[Stated problem]
Please locate every line in the material below that contains the string "shirt", matching case exactly, and copy each of those lines.

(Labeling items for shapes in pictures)
********************
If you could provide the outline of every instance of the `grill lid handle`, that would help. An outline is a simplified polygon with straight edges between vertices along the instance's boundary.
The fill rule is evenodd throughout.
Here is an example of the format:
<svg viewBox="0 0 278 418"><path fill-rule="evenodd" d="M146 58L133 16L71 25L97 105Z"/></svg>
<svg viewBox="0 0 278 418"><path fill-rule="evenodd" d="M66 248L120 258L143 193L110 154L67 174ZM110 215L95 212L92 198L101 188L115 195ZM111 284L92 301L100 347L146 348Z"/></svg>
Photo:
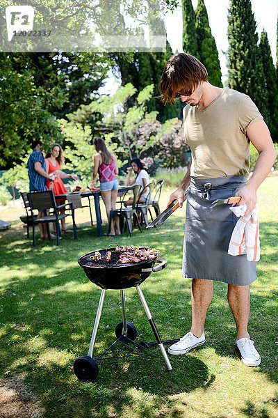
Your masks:
<svg viewBox="0 0 278 418"><path fill-rule="evenodd" d="M161 260L161 258L158 258L156 260L156 263L158 263L158 265L155 265L152 268L142 268L142 272L160 272L161 270L163 270L163 268L165 268L167 265L167 261L166 260Z"/></svg>

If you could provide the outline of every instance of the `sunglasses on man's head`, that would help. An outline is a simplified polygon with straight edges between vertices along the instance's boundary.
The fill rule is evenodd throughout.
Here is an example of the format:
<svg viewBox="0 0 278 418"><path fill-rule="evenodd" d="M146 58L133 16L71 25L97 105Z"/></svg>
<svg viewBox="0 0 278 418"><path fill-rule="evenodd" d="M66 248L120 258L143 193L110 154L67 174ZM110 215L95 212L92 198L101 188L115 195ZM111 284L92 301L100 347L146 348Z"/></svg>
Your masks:
<svg viewBox="0 0 278 418"><path fill-rule="evenodd" d="M181 90L181 91L177 92L177 97L179 97L181 95L188 96L192 94L192 92L193 92L192 90Z"/></svg>

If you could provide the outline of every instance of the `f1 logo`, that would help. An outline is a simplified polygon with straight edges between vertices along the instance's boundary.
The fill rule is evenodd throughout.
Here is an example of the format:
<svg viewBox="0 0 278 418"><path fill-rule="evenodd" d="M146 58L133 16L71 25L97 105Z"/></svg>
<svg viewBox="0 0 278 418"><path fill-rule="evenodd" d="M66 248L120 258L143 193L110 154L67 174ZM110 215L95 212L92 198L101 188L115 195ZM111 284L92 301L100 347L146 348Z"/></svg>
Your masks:
<svg viewBox="0 0 278 418"><path fill-rule="evenodd" d="M15 31L32 31L34 24L34 8L31 6L8 6L6 8L8 40L10 41Z"/></svg>

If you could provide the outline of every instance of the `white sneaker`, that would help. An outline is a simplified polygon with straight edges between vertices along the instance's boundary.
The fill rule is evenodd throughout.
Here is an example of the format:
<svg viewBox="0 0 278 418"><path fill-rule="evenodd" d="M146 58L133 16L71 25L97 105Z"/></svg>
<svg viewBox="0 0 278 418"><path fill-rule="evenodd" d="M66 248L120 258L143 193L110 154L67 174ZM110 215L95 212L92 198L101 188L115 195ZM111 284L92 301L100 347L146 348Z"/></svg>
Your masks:
<svg viewBox="0 0 278 418"><path fill-rule="evenodd" d="M254 346L254 341L249 338L236 340L236 345L241 354L241 361L246 366L259 366L261 357Z"/></svg>
<svg viewBox="0 0 278 418"><path fill-rule="evenodd" d="M168 348L170 354L186 354L192 348L202 346L206 342L204 332L199 338L193 335L192 332L188 332L184 336L181 338L179 341L170 346Z"/></svg>

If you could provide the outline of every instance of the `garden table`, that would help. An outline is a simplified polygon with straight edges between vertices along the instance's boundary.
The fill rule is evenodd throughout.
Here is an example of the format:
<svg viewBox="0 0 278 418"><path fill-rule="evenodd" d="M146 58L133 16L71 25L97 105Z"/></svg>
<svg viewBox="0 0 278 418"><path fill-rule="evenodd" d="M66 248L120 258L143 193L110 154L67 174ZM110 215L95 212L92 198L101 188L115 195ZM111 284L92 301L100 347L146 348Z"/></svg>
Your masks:
<svg viewBox="0 0 278 418"><path fill-rule="evenodd" d="M121 197L126 190L130 189L130 186L120 186L118 190L118 196ZM101 214L100 211L100 206L99 206L99 196L101 196L101 193L99 190L92 190L90 192L68 192L67 193L63 193L62 194L58 194L56 196L56 199L67 199L67 194L79 194L81 197L88 197L90 199L90 196L94 196L94 203L95 203L95 210L96 213L96 219L97 219L97 236L101 237L104 234L102 232L101 227Z"/></svg>

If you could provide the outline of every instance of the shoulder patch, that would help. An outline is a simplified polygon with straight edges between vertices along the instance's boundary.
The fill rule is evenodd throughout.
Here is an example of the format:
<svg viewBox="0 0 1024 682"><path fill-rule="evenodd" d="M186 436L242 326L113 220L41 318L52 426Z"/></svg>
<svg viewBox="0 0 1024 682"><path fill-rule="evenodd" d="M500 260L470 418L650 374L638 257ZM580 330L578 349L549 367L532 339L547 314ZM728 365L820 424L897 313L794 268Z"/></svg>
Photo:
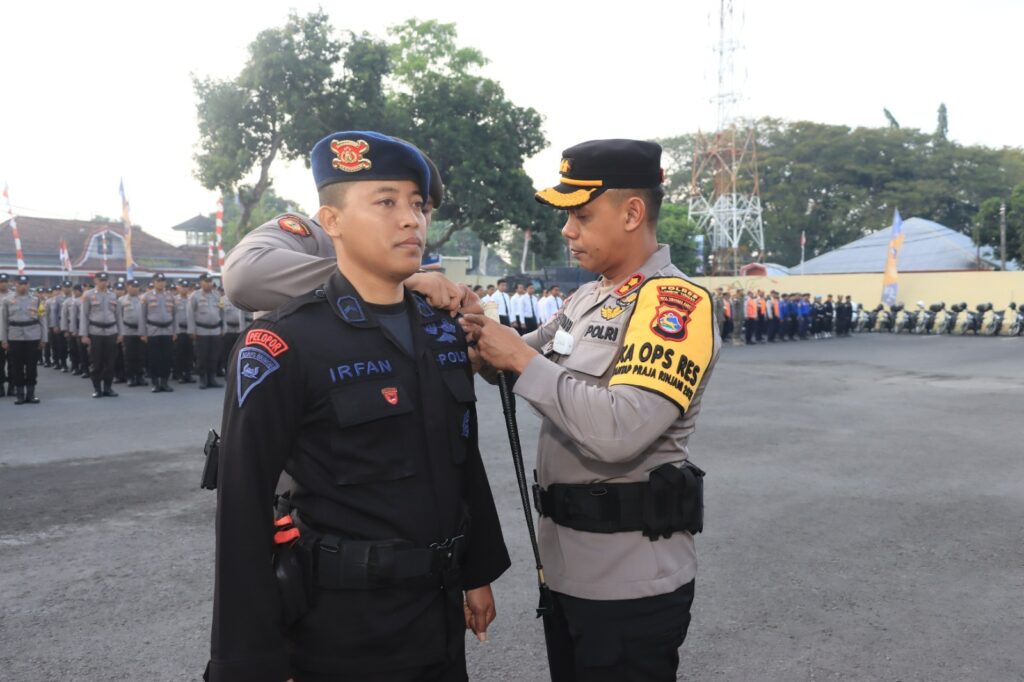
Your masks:
<svg viewBox="0 0 1024 682"><path fill-rule="evenodd" d="M657 278L635 305L608 385L658 393L685 412L715 352L711 297L680 278Z"/></svg>
<svg viewBox="0 0 1024 682"><path fill-rule="evenodd" d="M239 407L241 408L254 388L263 380L281 369L281 363L275 360L260 348L245 347L239 351L238 386Z"/></svg>
<svg viewBox="0 0 1024 682"><path fill-rule="evenodd" d="M278 226L296 237L312 237L313 235L306 221L292 213L286 213L278 218Z"/></svg>
<svg viewBox="0 0 1024 682"><path fill-rule="evenodd" d="M624 296L629 295L631 292L636 291L637 288L639 288L640 285L643 284L643 281L644 281L643 273L642 272L637 272L636 274L634 274L633 276L631 276L629 280L627 280L626 282L624 282L623 286L621 286L618 289L615 290L615 296L617 296L618 298L622 298Z"/></svg>
<svg viewBox="0 0 1024 682"><path fill-rule="evenodd" d="M288 344L285 343L285 340L268 329L249 330L246 333L246 345L260 346L266 349L271 357L276 357L288 350Z"/></svg>

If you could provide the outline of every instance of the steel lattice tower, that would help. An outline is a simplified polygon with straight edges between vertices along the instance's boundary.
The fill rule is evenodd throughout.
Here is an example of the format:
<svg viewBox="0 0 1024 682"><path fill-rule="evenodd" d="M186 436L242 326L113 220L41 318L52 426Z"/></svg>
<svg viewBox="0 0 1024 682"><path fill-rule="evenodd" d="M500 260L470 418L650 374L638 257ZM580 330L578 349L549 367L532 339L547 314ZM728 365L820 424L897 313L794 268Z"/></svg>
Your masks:
<svg viewBox="0 0 1024 682"><path fill-rule="evenodd" d="M712 274L739 272L739 252L745 245L764 260L764 226L758 180L757 139L753 128L737 131L733 106L738 42L733 36L733 2L719 0L717 129L714 135L697 133L693 150L689 191L690 217L711 244ZM731 258L730 258L731 256ZM727 261L731 260L731 267Z"/></svg>

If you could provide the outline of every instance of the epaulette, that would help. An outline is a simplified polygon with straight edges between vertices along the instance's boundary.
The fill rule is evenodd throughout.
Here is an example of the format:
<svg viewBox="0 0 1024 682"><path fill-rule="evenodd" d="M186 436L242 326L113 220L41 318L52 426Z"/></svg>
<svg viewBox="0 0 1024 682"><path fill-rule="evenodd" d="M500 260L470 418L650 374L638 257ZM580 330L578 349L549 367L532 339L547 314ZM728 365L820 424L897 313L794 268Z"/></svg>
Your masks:
<svg viewBox="0 0 1024 682"><path fill-rule="evenodd" d="M263 315L262 319L281 322L285 317L295 314L307 305L312 305L313 303L324 303L325 301L327 301L327 292L323 287L317 287L311 292L303 294L302 296L297 296L287 303L278 306L269 313Z"/></svg>

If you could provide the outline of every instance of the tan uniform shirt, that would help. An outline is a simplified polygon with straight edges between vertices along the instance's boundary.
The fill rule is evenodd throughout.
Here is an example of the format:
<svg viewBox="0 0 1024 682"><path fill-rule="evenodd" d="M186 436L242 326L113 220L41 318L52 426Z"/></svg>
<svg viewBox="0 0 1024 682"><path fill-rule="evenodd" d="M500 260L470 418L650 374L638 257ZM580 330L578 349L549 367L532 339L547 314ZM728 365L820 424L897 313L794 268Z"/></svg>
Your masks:
<svg viewBox="0 0 1024 682"><path fill-rule="evenodd" d="M234 305L265 311L312 291L336 269L331 237L315 220L289 214L246 235L227 254L221 276Z"/></svg>
<svg viewBox="0 0 1024 682"><path fill-rule="evenodd" d="M612 286L588 283L524 340L544 353L515 392L541 413L538 476L552 483L646 481L689 456L687 439L721 349L711 295L687 281L660 247ZM571 336L556 352L558 330ZM540 521L551 588L585 599L665 594L693 580L693 538L655 542L640 531L591 534Z"/></svg>
<svg viewBox="0 0 1024 682"><path fill-rule="evenodd" d="M185 306L188 333L197 336L220 336L224 319L220 310L220 294L202 289L188 296Z"/></svg>
<svg viewBox="0 0 1024 682"><path fill-rule="evenodd" d="M43 299L36 294L5 297L0 302L0 340L46 341L48 329L45 315L39 314Z"/></svg>
<svg viewBox="0 0 1024 682"><path fill-rule="evenodd" d="M121 306L121 326L125 330L125 336L142 336L139 325L142 321L142 298L125 294L118 299Z"/></svg>
<svg viewBox="0 0 1024 682"><path fill-rule="evenodd" d="M147 291L141 297L140 336L174 336L177 329L177 307L174 294L163 291Z"/></svg>
<svg viewBox="0 0 1024 682"><path fill-rule="evenodd" d="M121 310L118 295L111 290L93 289L82 297L79 334L82 336L120 336Z"/></svg>

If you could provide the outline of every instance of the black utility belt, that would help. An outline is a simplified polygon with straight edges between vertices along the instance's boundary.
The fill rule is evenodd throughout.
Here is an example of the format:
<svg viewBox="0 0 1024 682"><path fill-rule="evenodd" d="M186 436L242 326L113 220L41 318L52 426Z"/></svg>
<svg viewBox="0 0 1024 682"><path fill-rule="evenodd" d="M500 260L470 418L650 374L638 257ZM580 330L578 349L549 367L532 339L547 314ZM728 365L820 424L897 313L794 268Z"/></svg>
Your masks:
<svg viewBox="0 0 1024 682"><path fill-rule="evenodd" d="M643 531L651 540L703 530L705 472L663 464L643 483L534 485L534 507L558 525L588 532Z"/></svg>
<svg viewBox="0 0 1024 682"><path fill-rule="evenodd" d="M289 513L299 530L294 545L312 558L313 584L325 590L375 590L388 587L437 589L459 585L466 553L465 535L430 547L416 547L406 540L354 541L323 534ZM288 516L279 519L276 531L287 532ZM285 524L282 523L285 521Z"/></svg>

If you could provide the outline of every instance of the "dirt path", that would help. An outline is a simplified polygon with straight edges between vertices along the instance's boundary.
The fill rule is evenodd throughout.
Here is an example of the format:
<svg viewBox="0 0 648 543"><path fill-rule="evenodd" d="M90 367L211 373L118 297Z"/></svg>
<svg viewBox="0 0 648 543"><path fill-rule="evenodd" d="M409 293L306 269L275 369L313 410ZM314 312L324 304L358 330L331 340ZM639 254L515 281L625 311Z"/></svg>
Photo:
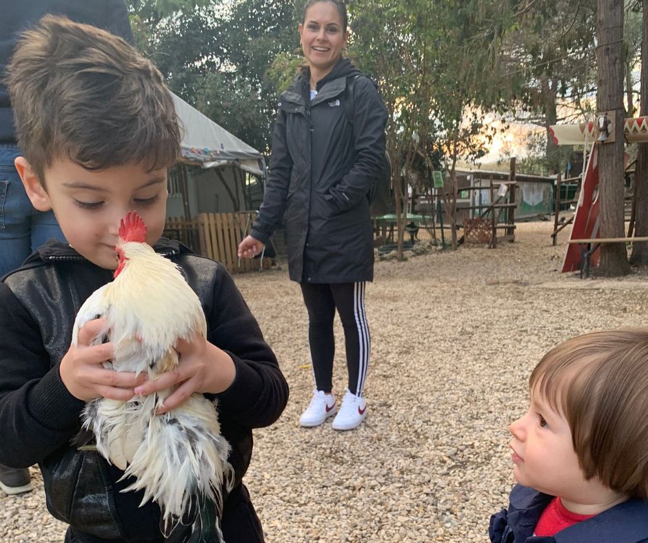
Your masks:
<svg viewBox="0 0 648 543"><path fill-rule="evenodd" d="M268 542L487 541L513 482L507 425L540 356L578 334L647 323L648 276L561 274L551 227L520 224L516 242L495 250L376 264L369 414L347 433L298 427L313 386L298 285L285 269L236 277L291 387L281 420L255 431L246 476ZM61 541L43 502L40 489L0 497L0 541Z"/></svg>

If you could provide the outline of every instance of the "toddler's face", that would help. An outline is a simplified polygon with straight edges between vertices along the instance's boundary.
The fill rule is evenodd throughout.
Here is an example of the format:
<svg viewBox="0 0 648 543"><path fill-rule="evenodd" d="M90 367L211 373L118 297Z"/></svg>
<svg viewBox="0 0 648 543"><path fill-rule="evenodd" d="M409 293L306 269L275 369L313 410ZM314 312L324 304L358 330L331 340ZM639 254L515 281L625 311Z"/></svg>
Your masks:
<svg viewBox="0 0 648 543"><path fill-rule="evenodd" d="M148 172L141 164L129 164L89 171L59 158L45 170L45 179L46 192L37 185L35 195L30 194L34 207L52 209L70 245L98 266L117 268L119 221L129 211L136 211L144 219L150 245L162 235L168 196L165 168Z"/></svg>
<svg viewBox="0 0 648 543"><path fill-rule="evenodd" d="M567 420L554 411L535 390L527 413L510 426L513 474L520 484L578 501L587 495L586 481L578 465Z"/></svg>

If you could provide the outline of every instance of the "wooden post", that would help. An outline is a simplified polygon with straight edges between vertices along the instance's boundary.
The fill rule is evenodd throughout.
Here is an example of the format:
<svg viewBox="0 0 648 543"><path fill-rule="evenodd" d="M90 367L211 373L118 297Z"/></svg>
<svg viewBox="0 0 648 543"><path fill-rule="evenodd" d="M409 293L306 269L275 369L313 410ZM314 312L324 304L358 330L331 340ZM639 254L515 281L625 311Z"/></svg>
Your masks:
<svg viewBox="0 0 648 543"><path fill-rule="evenodd" d="M511 186L509 187L509 203L513 204L510 207L509 207L509 212L507 214L507 222L509 225L515 224L515 189L517 187L517 184L515 181L515 156L511 157ZM507 228L506 229L507 236L511 236L511 239L509 240L509 243L512 243L515 240L515 229L514 228Z"/></svg>
<svg viewBox="0 0 648 543"><path fill-rule="evenodd" d="M558 232L556 229L558 229L558 216L560 212L560 185L563 182L563 178L558 173L558 176L556 178L556 204L554 207L554 234L551 234L551 237L554 238L553 245L556 245L558 243Z"/></svg>
<svg viewBox="0 0 648 543"><path fill-rule="evenodd" d="M490 177L490 192L491 192L491 243L489 243L489 249L495 249L497 247L497 228L495 221L495 190L493 188L493 176Z"/></svg>
<svg viewBox="0 0 648 543"><path fill-rule="evenodd" d="M180 182L180 193L182 194L182 207L185 214L185 218L191 221L191 211L189 207L189 188L187 184L187 180L189 175L187 171L187 165L182 164L180 166L179 181Z"/></svg>

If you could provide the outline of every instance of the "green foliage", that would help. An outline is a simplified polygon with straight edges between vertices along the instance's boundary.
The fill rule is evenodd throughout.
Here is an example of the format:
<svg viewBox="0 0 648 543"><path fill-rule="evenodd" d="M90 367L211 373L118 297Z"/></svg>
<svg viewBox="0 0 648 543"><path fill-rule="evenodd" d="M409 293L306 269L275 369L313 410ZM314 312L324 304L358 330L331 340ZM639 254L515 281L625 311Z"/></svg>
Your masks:
<svg viewBox="0 0 648 543"><path fill-rule="evenodd" d="M297 12L274 0L130 0L136 43L171 89L261 151L270 146L274 57L298 45Z"/></svg>

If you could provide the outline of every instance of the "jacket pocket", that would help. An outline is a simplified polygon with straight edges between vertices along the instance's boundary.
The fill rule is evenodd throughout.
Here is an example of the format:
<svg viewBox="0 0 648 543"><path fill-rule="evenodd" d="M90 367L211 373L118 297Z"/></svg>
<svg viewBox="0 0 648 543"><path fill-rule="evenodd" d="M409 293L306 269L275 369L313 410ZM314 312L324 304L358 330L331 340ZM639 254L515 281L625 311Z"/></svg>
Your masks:
<svg viewBox="0 0 648 543"><path fill-rule="evenodd" d="M333 218L344 213L344 210L337 205L333 195L328 191L316 189L313 194L316 198L318 214L324 218Z"/></svg>
<svg viewBox="0 0 648 543"><path fill-rule="evenodd" d="M104 539L124 534L113 515L105 460L94 451L67 447L58 458L41 464L48 510L80 532Z"/></svg>

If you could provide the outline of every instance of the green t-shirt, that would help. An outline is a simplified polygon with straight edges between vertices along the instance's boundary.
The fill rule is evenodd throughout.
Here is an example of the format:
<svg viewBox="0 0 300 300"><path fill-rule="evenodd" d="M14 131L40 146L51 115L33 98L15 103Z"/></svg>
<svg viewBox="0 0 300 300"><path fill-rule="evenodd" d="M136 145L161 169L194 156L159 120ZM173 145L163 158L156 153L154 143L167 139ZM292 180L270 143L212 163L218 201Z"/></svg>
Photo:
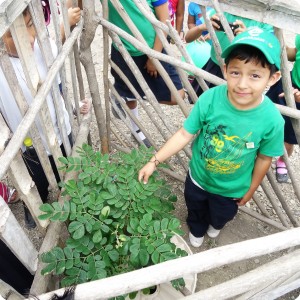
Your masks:
<svg viewBox="0 0 300 300"><path fill-rule="evenodd" d="M156 33L152 24L144 17L144 15L140 12L140 10L137 8L137 6L132 0L119 0L119 2L122 4L131 20L139 29L146 42L148 43L149 47L153 48ZM166 3L167 0L147 0L147 2L150 8L152 9L153 13L155 14L154 8ZM133 36L128 26L125 24L125 22L120 17L119 13L115 10L110 1L108 1L108 9L108 20ZM125 39L121 38L121 40L131 56L140 56L144 54L143 52L136 49L131 43L129 43Z"/></svg>
<svg viewBox="0 0 300 300"><path fill-rule="evenodd" d="M231 15L226 12L224 13L224 16L226 17L226 19L229 23L233 23L237 20L242 21L245 24L245 26L247 27L247 29L251 28L251 27L259 27L259 28L264 29L267 32L271 32L271 33L274 32L273 26L265 24L265 23L257 22L257 21L247 19L247 18L234 16L234 15ZM216 30L215 33L217 35L221 49L223 51L230 44L230 41L224 31ZM214 47L211 47L210 56L211 56L212 61L218 65L219 62L217 60L216 51L215 51Z"/></svg>
<svg viewBox="0 0 300 300"><path fill-rule="evenodd" d="M196 137L190 162L192 178L206 191L240 198L248 191L257 153L283 154L284 121L264 96L257 107L238 110L227 85L206 91L196 102L184 129Z"/></svg>
<svg viewBox="0 0 300 300"><path fill-rule="evenodd" d="M295 63L292 70L292 81L297 88L300 88L300 35L297 34L295 38L295 45L297 49Z"/></svg>

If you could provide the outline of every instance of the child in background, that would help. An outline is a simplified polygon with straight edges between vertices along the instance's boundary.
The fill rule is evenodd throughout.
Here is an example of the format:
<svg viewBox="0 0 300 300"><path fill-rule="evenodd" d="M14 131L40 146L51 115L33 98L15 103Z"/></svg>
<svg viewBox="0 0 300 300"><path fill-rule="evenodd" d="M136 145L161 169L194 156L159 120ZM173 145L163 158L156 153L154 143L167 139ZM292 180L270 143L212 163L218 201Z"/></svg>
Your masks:
<svg viewBox="0 0 300 300"><path fill-rule="evenodd" d="M215 14L215 10L211 7L206 7L206 12L208 14L208 17ZM204 24L204 19L201 11L200 4L195 2L190 2L188 6L188 29L192 29L196 26L200 26L201 24ZM210 36L208 31L203 30L201 35L198 37L202 41L210 40Z"/></svg>
<svg viewBox="0 0 300 300"><path fill-rule="evenodd" d="M169 15L172 26L175 27L180 38L184 40L184 0L169 0Z"/></svg>
<svg viewBox="0 0 300 300"><path fill-rule="evenodd" d="M37 64L40 80L41 80L41 82L43 82L46 78L48 70L47 70L47 66L45 64L41 49L39 48L39 45L36 41L36 31L35 31L28 8L26 8L24 10L23 16L24 16L26 27L27 27L28 37L29 37L30 43L32 45L34 59ZM12 35L9 31L7 31L3 35L2 38L3 38L4 44L5 44L7 53L10 56L10 61L15 70L19 85L23 91L23 94L25 96L27 103L30 105L33 101L33 97L31 95L31 92L30 92L27 84L26 84L25 74L23 72L21 61L18 57L18 53L17 53L16 47L15 47L15 43L13 41ZM57 56L56 45L52 40L50 40L50 44L51 44L53 55L54 55L54 57L56 57ZM22 115L21 115L18 105L15 101L13 93L8 85L8 82L6 80L4 73L5 73L4 70L0 69L0 82L1 82L1 85L0 85L0 112L3 115L3 118L5 119L6 123L8 124L10 130L12 132L15 132L22 120ZM59 82L57 82L57 84L59 84ZM62 153L65 156L66 152L65 152L64 146L62 144L61 133L60 133L60 130L58 127L58 120L57 120L56 111L55 111L55 107L54 107L54 100L52 98L51 93L49 93L47 95L45 101L49 108L51 120L53 123L54 131L57 136L58 143L59 143L59 145L61 145ZM69 115L65 109L65 104L64 104L64 100L62 97L60 97L60 101L61 101L61 107L63 108L62 113L64 116L66 131L67 131L69 140L72 145L73 141L72 141L72 137L71 137L71 126L70 126L70 122L69 122ZM83 105L81 107L81 112L87 113L90 109L91 103L88 99L84 99L82 102L83 102ZM57 171L54 159L48 148L48 145L46 142L46 137L43 132L39 117L36 118L35 123L39 130L44 147L48 152L49 160L52 165L52 169L56 176L56 179L57 179L57 181L60 181L58 171ZM24 151L25 151L25 147L22 147L22 152L24 153ZM23 154L23 159L25 161L25 165L28 169L29 174L31 175L33 181L36 184L36 187L38 189L38 192L41 196L42 201L46 201L48 194L49 194L49 191L48 191L49 182L44 173L44 170L39 161L39 158L36 156L34 159L32 159L32 158L28 157L28 155ZM25 220L27 222L28 227L30 227L30 226L35 227L34 222L32 222L33 221L32 218L28 217L29 216L28 214L29 214L29 212L27 212L27 210L25 208Z"/></svg>
<svg viewBox="0 0 300 300"><path fill-rule="evenodd" d="M260 28L239 34L224 49L227 84L201 95L183 127L139 171L147 184L157 165L197 135L185 182L189 239L200 247L217 237L245 205L283 153L283 118L264 95L280 77L280 44Z"/></svg>
<svg viewBox="0 0 300 300"><path fill-rule="evenodd" d="M254 20L251 20L248 18L237 17L235 15L231 15L226 12L224 13L224 16L229 23L233 23L234 25L238 26L234 30L234 35L238 35L238 34L244 32L246 29L250 29L252 27L259 27L265 31L273 32L273 27L268 24L257 22L257 21L254 21ZM230 41L229 41L226 33L224 31L219 30L220 26L217 23L217 21L219 21L219 16L217 14L214 14L211 17L211 22L212 22L213 27L216 30L216 35L219 40L221 49L223 51L230 44ZM186 33L186 37L185 37L186 42L190 43L190 42L194 41L195 39L198 39L201 36L201 34L203 33L203 31L206 31L206 30L207 30L207 27L206 27L205 23L191 28ZM203 70L223 79L224 77L223 77L223 73L222 73L222 66L219 66L219 62L217 60L217 55L216 55L216 50L213 45L211 47L210 56L211 56L211 58L208 60L207 64L203 68ZM212 84L210 82L207 82L207 85L209 88L214 87L214 84ZM201 93L203 92L202 89L199 87L199 85L197 86L195 91L198 96L200 96Z"/></svg>
<svg viewBox="0 0 300 300"><path fill-rule="evenodd" d="M286 47L288 60L294 61L294 66L291 71L291 79L293 85L293 94L295 98L296 108L300 109L300 35L295 37L296 47ZM286 101L283 94L282 80L279 80L276 85L272 86L267 92L267 96L277 104L286 106ZM294 145L297 145L297 139L293 129L291 119L287 116L283 116L285 120L284 125L284 145L288 156L293 154ZM285 183L288 181L288 171L283 157L279 157L276 161L276 179L279 183Z"/></svg>
<svg viewBox="0 0 300 300"><path fill-rule="evenodd" d="M51 10L50 10L50 4L49 4L49 0L42 0L42 7L43 7L43 12L44 12L44 18L45 18L45 23L46 26L48 26L50 24L51 18ZM57 3L58 5L58 3ZM68 21L69 21L69 25L70 27L75 26L81 18L81 3L79 4L79 7L72 7L72 1L71 0L67 0L67 8L68 8ZM58 10L59 12L59 10ZM61 23L60 24L60 35L61 35L61 40L62 43L65 42L66 40L66 35L65 35L65 27L64 24Z"/></svg>
<svg viewBox="0 0 300 300"><path fill-rule="evenodd" d="M120 0L124 10L127 12L131 20L134 22L136 27L139 29L141 34L143 35L144 39L146 40L148 46L153 50L158 52L164 52L162 42L160 41L159 37L156 35L155 29L153 28L152 24L144 17L138 7L134 4L133 1L127 0ZM168 0L147 0L149 7L151 8L152 12L156 15L157 19L163 23L166 23L166 20L169 19L169 11L168 11ZM119 28L123 29L124 31L132 34L128 26L125 24L119 13L113 7L110 1L108 1L108 8L109 8L109 21L114 25L118 26ZM169 88L167 87L166 83L164 82L163 78L158 73L153 61L150 57L145 55L143 52L139 51L137 48L134 47L133 44L129 43L125 39L122 39L124 43L124 47L127 49L129 54L131 55L132 59L134 60L135 64L137 65L138 69L143 75L143 78L149 85L149 88L154 93L156 99L160 104L166 105L177 105L175 96L171 94ZM122 66L122 71L134 88L137 90L139 95L143 97L145 95L144 91L142 90L141 86L136 80L136 75L133 74L128 67L126 61L124 60L121 53L118 51L116 45L112 44L111 47L111 60L117 65ZM174 83L178 93L182 98L184 98L184 90L180 81L180 78L177 74L176 69L168 63L161 62L162 66L170 76L172 82ZM134 94L130 91L127 87L125 82L122 78L117 74L117 72L111 68L111 74L114 77L115 83L114 87L120 96L126 101L128 108L130 108L131 112L135 115L136 118L139 117L138 113L138 106L137 106L137 99L135 99ZM111 95L112 98L113 95ZM116 99L113 99L116 100ZM119 107L121 107L120 103L116 102ZM123 111L124 115L125 112ZM116 114L114 114L118 117ZM137 133L140 140L144 143L146 147L150 147L151 144L148 139L145 137L143 132L137 126L137 124L130 119L132 129Z"/></svg>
********************
[Solution to this task]
If you could provide the outline of every instance of the tan uniform shirt, that would help. An outline is a simplified polygon with straight edges between vertices along the instance's boundary.
If you could provide the outline of every instance of the green t-shirt, that would help. An outline is a simplified polygon with straight edges between vertices along the instance's boundary.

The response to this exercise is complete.